>> Start Extracted data
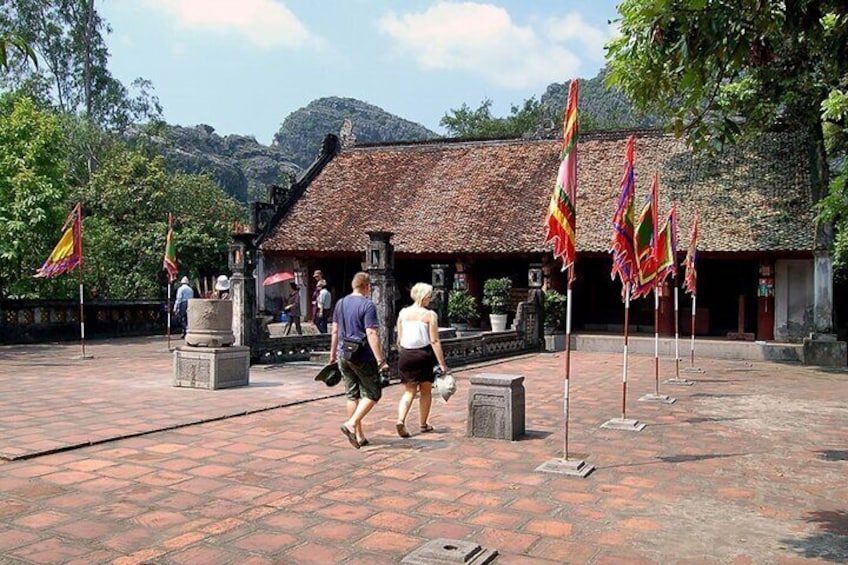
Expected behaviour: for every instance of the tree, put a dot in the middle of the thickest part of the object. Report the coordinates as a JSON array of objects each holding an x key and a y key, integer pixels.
[
  {"x": 10, "y": 41},
  {"x": 127, "y": 204},
  {"x": 480, "y": 123},
  {"x": 720, "y": 70},
  {"x": 32, "y": 191}
]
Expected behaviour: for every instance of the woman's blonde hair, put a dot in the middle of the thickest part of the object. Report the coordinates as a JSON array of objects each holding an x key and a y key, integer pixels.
[{"x": 420, "y": 291}]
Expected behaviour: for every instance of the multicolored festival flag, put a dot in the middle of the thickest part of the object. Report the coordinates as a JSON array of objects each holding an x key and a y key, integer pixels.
[
  {"x": 561, "y": 222},
  {"x": 621, "y": 246},
  {"x": 666, "y": 252},
  {"x": 169, "y": 261},
  {"x": 68, "y": 252},
  {"x": 690, "y": 276},
  {"x": 645, "y": 243}
]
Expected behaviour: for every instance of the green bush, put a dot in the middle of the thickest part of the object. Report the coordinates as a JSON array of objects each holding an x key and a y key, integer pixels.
[
  {"x": 554, "y": 303},
  {"x": 462, "y": 307},
  {"x": 496, "y": 294}
]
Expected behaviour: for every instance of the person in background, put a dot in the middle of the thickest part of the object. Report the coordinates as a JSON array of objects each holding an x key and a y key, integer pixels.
[
  {"x": 222, "y": 288},
  {"x": 420, "y": 350},
  {"x": 292, "y": 309},
  {"x": 355, "y": 316},
  {"x": 323, "y": 302},
  {"x": 318, "y": 276},
  {"x": 184, "y": 294}
]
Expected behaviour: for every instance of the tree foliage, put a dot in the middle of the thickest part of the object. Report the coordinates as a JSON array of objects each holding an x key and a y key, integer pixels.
[
  {"x": 480, "y": 123},
  {"x": 720, "y": 70},
  {"x": 127, "y": 205}
]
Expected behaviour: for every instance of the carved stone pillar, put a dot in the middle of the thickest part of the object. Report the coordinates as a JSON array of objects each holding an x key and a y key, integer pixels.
[
  {"x": 242, "y": 261},
  {"x": 439, "y": 303},
  {"x": 380, "y": 260}
]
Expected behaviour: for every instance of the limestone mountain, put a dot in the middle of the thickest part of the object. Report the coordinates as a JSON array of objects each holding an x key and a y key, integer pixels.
[
  {"x": 303, "y": 130},
  {"x": 241, "y": 165}
]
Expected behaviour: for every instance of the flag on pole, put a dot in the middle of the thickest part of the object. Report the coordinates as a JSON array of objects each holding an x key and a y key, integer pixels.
[
  {"x": 667, "y": 247},
  {"x": 645, "y": 243},
  {"x": 68, "y": 252},
  {"x": 561, "y": 222},
  {"x": 621, "y": 246},
  {"x": 169, "y": 262},
  {"x": 690, "y": 276}
]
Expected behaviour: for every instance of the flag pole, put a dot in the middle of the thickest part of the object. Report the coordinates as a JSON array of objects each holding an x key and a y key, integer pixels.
[
  {"x": 567, "y": 355},
  {"x": 168, "y": 308},
  {"x": 626, "y": 335},
  {"x": 676, "y": 336},
  {"x": 656, "y": 340},
  {"x": 82, "y": 300},
  {"x": 692, "y": 336}
]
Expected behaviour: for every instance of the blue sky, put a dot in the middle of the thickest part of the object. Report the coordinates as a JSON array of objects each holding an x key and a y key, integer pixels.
[{"x": 242, "y": 66}]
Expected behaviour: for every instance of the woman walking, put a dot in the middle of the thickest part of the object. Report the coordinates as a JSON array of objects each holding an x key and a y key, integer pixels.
[{"x": 420, "y": 351}]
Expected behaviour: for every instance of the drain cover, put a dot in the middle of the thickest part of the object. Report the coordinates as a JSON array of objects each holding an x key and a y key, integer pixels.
[{"x": 445, "y": 551}]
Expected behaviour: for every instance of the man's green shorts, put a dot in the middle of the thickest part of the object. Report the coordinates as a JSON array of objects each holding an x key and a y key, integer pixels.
[{"x": 361, "y": 379}]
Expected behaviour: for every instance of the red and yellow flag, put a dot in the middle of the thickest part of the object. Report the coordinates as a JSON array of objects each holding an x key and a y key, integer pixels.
[
  {"x": 169, "y": 261},
  {"x": 621, "y": 246},
  {"x": 561, "y": 222},
  {"x": 68, "y": 252},
  {"x": 645, "y": 242},
  {"x": 666, "y": 252}
]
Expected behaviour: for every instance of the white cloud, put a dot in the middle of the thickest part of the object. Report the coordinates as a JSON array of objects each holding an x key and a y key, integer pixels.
[
  {"x": 264, "y": 23},
  {"x": 483, "y": 39}
]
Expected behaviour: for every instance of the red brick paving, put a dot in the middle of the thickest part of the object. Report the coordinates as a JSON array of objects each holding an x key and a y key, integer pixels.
[{"x": 748, "y": 466}]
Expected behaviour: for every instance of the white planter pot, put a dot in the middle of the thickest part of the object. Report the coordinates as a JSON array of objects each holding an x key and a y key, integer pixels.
[{"x": 498, "y": 322}]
>> End Extracted data
What to produce
Reproduce all the rows above with every "thickest part" switched to "widest part" and nothing else changed. Leave out the pictures.

Expected answer
Expected behaviour: for every instance of the tree, put a dot in the middle of the widest part of the object. Report the coordinates as a JSON array of objects each holding an x key and a y key, integer pixels.
[
  {"x": 10, "y": 41},
  {"x": 127, "y": 204},
  {"x": 480, "y": 123},
  {"x": 720, "y": 70},
  {"x": 32, "y": 191}
]
Expected behaviour: for every instance of the woman's blonde hair, put a dot in the middle of the widest part of the object. Report the coordinates as a JSON array of objects each holding an x key and a y key, integer pixels.
[{"x": 420, "y": 291}]
Expected behaviour: for every instance of the multicolored festival flag, put a dot in the middle of the widest part of the object. Report the coordinates as a JSON array of objects each holding an x key and a y key, integer pixels.
[
  {"x": 561, "y": 222},
  {"x": 621, "y": 246},
  {"x": 666, "y": 252},
  {"x": 169, "y": 261},
  {"x": 68, "y": 252},
  {"x": 690, "y": 276},
  {"x": 645, "y": 243}
]
Expected behaviour: for every instance of the green bush, put a dot in the middle of the widest part of the object. Report the coordinates as a JSON array of objects each holding an x key and a y key, integer pixels.
[
  {"x": 554, "y": 303},
  {"x": 462, "y": 307},
  {"x": 496, "y": 294}
]
Expected behaviour: for every instance of the person in background, put a dot in the middle of the widest part of the object. Report the coordinates as a JSON array of objects each holding an x key and a y key, integer pixels.
[
  {"x": 222, "y": 288},
  {"x": 420, "y": 350},
  {"x": 292, "y": 309},
  {"x": 355, "y": 316},
  {"x": 323, "y": 302},
  {"x": 318, "y": 276},
  {"x": 184, "y": 294}
]
Expected behaviour: for every instance of the tree foliage, put a dot in the middle of the widest part of the object. Report the coordinates as a JSON array of objects each holding an x key and a y key, integer pixels.
[
  {"x": 480, "y": 123},
  {"x": 720, "y": 70},
  {"x": 127, "y": 205}
]
Expected behaviour: for every instance of the carved stone pillar, put a dot in the middle of the widest part of the object. Report the coordinates as a JSON array of objects each holding an x key and a y key, integer pixels.
[
  {"x": 242, "y": 261},
  {"x": 439, "y": 303},
  {"x": 380, "y": 260}
]
Expected behaviour: for every instance of the limestone mountain, put a dot in the middle of the widest part of the object. Report the coordinates as a JSON array of objects each holding an x key and a y key, integer pixels.
[
  {"x": 303, "y": 130},
  {"x": 241, "y": 165}
]
Expected behaviour: for every instance of the flag on pole, put a dot in the middle of the widest part of the object. Report the coordinates as a JSON array of objects each holding an x key and a y key, integer pixels.
[
  {"x": 667, "y": 247},
  {"x": 645, "y": 243},
  {"x": 68, "y": 252},
  {"x": 561, "y": 222},
  {"x": 621, "y": 246},
  {"x": 169, "y": 262},
  {"x": 690, "y": 276}
]
Expected behaviour: for every instance of the flag pole, put a dot in the middle of the widest part of the object. Report the coordinates as a JSON array of objects each holding an x key and a y key, integer pixels.
[
  {"x": 567, "y": 355},
  {"x": 168, "y": 308},
  {"x": 626, "y": 335},
  {"x": 676, "y": 336},
  {"x": 656, "y": 340},
  {"x": 82, "y": 300},
  {"x": 692, "y": 336}
]
Expected behaviour: for every instance of the blue sky, put a dot in the middle of the widest part of the object. Report the coordinates as a JSON array of objects each holding an x key and a y key, integer pixels.
[{"x": 242, "y": 66}]
Expected behaviour: for every instance of the woman walking, put a dot in the middle of the widest part of the object. Report the coordinates as a JSON array of objects each holding an x key and a y key, integer pixels.
[{"x": 420, "y": 351}]
Expected behaviour: for every instance of the drain cover, put a dot in the middle of the widest part of the object. Report the coordinates as a JSON array of objects each holding an x key and a y key, integer pixels.
[{"x": 445, "y": 551}]
Expected behaviour: for every instance of the man's green shorts, put a dot in the middle of the widest part of the object. Report the coordinates as a JSON array of objects each holding an x key and a y key, integer pixels.
[{"x": 361, "y": 379}]
Expected behaviour: for every instance of the red and yellow flag, put a dot in the middle of the widest part of the object. Report the coordinates as a JSON array of objects each holding an x key and a y key, integer pixels.
[
  {"x": 169, "y": 261},
  {"x": 621, "y": 246},
  {"x": 561, "y": 222},
  {"x": 68, "y": 252},
  {"x": 645, "y": 242},
  {"x": 666, "y": 252}
]
Expected behaviour: for every instance of the white cloud, put a dot in the middle of the widest part of the object. Report the coordinates as a JSON array of objects each holding an x key and a y key, integer pixels.
[
  {"x": 264, "y": 23},
  {"x": 483, "y": 39}
]
Expected behaviour: for every instance of the red brick paving, put a dot in the middle of the widest part of the object. Report the coordinates as a JSON array of objects each holding an x key and a y key, integer pixels.
[{"x": 748, "y": 466}]
Expected behaviour: for every instance of the white planter pot, put a dot in the middle of the widest part of the object. Report the coordinates as a JSON array of objects each holding an x key and a y key, integer pixels.
[{"x": 498, "y": 322}]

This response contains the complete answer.